> _Assigned task A_
From the article on the Buffett Rule, reproduce the text from "Mr. Obama has" up to and including "presumably be healthier.".
> _Assigned task B_
In the article on the Buffett Rule, what is the cost of the job-creation plan Mr. Obama is promoting?
> _Assigned task C_
Pick up the article on the Buffett Rule after its last sentence and continue writing it.

> _Provided passage_

_ _ _ _ _ _ _

The millionaires’ rate would affect only 0.3 percent of taxpayers, they said. That would be fewer than 450,000; 144 million returns were filed for 2010.

Mr. Obama’s proposal comes a month after Mr. Buffett began reviving his longstanding objection that he and “my megarich friends” pay a significantly lower percentage of their income in federal taxes — income and payroll taxes — than everyone else, thanks to the tax code’s favoritism toward the rich, and especially toward investors like him.

“My friends and I have been coddled long enough by a billionaire-friendly Congress,” he wrote in an opinion article in The New York Times, a complaint he has repeated in talks and media interviews since. “It’s time for our government to get serious about shared sacrifice.”

Mr. Obama has been citing Mr. Buffett as he promotes his $447 billion job-creation plan. He proposes to offset the cost of that plan and reduce future budget deficits through higher taxes on the wealthy and on corporations after 2013, when the economy will presumably be healthier.

Mr. Obama’s proposed Buffett Rule puts a new spin on that pitch, as he tries to put Republicans in Congress and in the presidential race on the defensive for their rigid stand against higher taxes.

Behind the arguments of Mr. Obama, Mr. Buffett and others about the inequity of the tax system is the difference between taxpayers’ marginal tax rate, popularly known as their tax bracket, and the effective tax rate they end up paying after subtracting for deductions, credits and other breaks.

_ _ _ _ _ _ _

> _Information shown_
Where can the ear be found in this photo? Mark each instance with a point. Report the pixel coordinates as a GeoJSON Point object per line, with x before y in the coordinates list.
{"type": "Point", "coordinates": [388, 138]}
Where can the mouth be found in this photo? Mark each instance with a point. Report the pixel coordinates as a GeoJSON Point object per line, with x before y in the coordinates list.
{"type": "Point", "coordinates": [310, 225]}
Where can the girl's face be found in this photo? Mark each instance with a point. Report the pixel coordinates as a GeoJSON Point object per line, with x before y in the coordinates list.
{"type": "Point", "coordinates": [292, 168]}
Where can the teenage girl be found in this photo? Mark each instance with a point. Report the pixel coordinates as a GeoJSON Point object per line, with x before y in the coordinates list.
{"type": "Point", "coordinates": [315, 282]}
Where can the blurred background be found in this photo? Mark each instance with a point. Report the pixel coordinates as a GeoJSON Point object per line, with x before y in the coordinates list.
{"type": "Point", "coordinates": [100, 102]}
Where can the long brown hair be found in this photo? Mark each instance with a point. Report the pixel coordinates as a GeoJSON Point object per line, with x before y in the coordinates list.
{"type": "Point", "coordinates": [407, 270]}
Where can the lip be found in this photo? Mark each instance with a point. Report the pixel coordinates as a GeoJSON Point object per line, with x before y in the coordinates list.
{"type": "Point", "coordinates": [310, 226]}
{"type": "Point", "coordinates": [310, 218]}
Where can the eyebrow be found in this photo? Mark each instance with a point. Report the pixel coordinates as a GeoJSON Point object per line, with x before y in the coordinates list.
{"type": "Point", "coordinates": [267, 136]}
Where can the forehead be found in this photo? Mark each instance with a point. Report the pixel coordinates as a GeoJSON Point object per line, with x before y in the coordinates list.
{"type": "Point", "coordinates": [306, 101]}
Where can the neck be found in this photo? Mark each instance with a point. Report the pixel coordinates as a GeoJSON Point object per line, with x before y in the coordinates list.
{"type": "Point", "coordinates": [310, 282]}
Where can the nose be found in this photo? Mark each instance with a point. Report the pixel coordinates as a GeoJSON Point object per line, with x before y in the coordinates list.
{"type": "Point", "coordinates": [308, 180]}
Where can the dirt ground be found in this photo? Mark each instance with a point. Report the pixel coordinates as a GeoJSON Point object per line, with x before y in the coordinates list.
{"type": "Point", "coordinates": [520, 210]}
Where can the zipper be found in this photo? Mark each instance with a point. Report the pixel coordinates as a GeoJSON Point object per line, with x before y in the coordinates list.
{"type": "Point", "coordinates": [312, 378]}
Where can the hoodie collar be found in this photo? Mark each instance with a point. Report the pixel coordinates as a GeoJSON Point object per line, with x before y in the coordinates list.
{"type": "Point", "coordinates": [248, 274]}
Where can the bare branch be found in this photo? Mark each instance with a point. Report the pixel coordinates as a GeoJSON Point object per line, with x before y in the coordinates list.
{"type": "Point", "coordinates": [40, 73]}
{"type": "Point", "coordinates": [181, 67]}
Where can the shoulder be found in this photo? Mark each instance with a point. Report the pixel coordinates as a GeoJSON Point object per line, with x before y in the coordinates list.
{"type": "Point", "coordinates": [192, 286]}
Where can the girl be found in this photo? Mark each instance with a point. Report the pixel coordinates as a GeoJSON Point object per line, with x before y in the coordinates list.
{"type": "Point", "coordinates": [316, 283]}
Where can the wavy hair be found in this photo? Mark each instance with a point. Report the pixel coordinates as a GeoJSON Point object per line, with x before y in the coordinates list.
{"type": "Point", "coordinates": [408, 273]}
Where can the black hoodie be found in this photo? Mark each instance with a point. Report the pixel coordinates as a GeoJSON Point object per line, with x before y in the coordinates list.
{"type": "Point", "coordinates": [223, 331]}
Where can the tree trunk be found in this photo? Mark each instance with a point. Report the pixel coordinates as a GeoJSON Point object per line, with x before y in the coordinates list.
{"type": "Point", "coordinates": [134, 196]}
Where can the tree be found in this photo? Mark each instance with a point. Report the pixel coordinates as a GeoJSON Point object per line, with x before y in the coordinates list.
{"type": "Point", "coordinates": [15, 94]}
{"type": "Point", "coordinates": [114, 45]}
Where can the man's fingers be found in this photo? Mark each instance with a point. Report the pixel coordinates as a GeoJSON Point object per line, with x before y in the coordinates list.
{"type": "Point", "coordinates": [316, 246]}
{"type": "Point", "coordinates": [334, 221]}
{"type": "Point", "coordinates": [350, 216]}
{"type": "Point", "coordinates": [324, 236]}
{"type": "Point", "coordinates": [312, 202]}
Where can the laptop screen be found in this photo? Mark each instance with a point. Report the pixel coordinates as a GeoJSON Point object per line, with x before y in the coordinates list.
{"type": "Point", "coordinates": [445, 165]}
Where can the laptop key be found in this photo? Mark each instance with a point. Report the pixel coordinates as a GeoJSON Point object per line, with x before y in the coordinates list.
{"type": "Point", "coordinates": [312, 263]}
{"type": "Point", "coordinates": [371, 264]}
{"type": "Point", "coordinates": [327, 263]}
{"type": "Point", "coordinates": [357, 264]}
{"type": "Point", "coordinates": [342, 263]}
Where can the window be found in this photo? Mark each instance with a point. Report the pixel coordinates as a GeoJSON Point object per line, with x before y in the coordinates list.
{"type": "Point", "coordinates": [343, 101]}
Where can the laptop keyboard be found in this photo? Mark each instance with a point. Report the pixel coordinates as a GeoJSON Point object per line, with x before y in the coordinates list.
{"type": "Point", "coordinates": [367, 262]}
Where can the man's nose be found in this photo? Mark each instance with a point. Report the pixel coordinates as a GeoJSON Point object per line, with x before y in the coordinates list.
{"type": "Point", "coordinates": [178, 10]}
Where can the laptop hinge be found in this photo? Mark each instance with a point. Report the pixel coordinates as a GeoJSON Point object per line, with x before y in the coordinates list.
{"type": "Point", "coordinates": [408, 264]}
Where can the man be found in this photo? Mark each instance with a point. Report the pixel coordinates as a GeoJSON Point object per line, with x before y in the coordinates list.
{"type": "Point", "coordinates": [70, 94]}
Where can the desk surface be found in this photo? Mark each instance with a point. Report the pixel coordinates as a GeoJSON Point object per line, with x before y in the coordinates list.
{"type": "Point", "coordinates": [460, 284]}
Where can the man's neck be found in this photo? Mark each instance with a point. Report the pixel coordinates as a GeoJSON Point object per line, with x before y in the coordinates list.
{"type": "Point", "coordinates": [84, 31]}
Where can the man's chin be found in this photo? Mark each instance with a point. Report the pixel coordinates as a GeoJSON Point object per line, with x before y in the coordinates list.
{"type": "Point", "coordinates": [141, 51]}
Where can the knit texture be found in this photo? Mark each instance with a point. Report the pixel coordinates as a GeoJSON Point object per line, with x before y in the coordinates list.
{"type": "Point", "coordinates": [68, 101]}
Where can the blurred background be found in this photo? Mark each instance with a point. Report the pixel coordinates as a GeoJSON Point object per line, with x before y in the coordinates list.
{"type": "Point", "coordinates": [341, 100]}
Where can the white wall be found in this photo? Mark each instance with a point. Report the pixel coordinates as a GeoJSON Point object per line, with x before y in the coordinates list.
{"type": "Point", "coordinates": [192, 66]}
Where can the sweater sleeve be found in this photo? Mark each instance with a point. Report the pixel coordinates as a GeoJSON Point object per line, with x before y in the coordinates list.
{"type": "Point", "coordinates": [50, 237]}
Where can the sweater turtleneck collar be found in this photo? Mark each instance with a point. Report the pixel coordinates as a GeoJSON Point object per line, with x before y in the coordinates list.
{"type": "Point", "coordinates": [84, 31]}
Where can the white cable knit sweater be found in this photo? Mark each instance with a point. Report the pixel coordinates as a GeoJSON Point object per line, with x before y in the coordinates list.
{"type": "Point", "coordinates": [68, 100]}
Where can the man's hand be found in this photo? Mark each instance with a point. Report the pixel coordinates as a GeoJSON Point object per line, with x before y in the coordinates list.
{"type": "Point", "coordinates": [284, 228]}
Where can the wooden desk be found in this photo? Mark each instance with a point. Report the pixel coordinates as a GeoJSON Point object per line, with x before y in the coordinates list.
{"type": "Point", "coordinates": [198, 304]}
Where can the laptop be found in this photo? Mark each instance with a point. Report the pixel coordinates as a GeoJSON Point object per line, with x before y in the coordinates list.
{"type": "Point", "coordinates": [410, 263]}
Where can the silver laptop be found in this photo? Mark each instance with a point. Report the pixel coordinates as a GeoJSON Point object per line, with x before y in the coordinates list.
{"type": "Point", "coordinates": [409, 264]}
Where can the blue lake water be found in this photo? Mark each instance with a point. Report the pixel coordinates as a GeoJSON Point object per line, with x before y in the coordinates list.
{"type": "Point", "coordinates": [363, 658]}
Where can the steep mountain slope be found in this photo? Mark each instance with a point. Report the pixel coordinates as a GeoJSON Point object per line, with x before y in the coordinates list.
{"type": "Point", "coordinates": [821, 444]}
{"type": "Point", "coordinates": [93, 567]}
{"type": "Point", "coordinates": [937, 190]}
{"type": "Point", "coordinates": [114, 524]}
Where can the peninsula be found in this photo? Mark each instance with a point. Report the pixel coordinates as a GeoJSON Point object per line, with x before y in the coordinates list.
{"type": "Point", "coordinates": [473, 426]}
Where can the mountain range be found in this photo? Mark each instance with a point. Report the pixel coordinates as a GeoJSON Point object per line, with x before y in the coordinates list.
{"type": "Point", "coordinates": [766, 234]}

_ _ _ _ _ _ _

> _Your response A_
Mr. Obama has been citing Mr. Buffett as he promotes his $447 billion job-creation plan. He proposes to offset the cost of that plan and reduce future budget deficits through higher taxes on the wealthy and on corporations after 2013, when the economy will presumably be healthier.

> _Your response B_
$447 billion.

> _Your response C_
The marginal tax rate is the percentage paid on the last dollar a person earns. The current system has six marginal tax rate percentages — 10, 15, 25, 28, 33 and 35 — and each applies to a progressively higher amount of income. In theory, a wealthy filer pays the lower rates on income within each bracket, but the bulk of their income is taxed at the top 35 percent rate. Middle-class taxpayers generally pay marginal rates of 15 percent or 25 percent.

But investors like Mr. Buffett pay no more than 15 percent on most of their income because that rate applies to capital gains, dividends and “carried interest,” which is the compensation paid to hedge fund partners and investment managers like Mr. Buffett.

Another reason many wealthy Americans pay a smaller share of their income in federal taxes is that the Social Security payroll tax does not apply to income above $106,800; most people do not reach the cutoff and pay the tax on all their income.

Counting income and payroll taxes, Mr. Buffett has said he paid an effective tax rate of 17.4 percent for 2010 compared with an average 36 percent rate for many employees of his company, Berkshire Hathaway.

Under Mr. Obama’s proposal, Mr. Buffett and others with taxable income of more than $1 million would pay a minimum tax rate closer to his employees’ rates. But Mr. Obama will leave the details of how such a rate would be calculated — whether to focus on the overall federal tax burden of middle-income individuals generally, or their marginal rates — to the debate over rewriting the tax code.

Republicans and some conservative economists are certain to oppose him, however.

In 2007, when Mr. Buffett made news with his complaints about tax inequities, N. Gregory Mankiw, an economics professor at Harvard who was an adviser to President George W. Bush, disputed Mr. Buffett.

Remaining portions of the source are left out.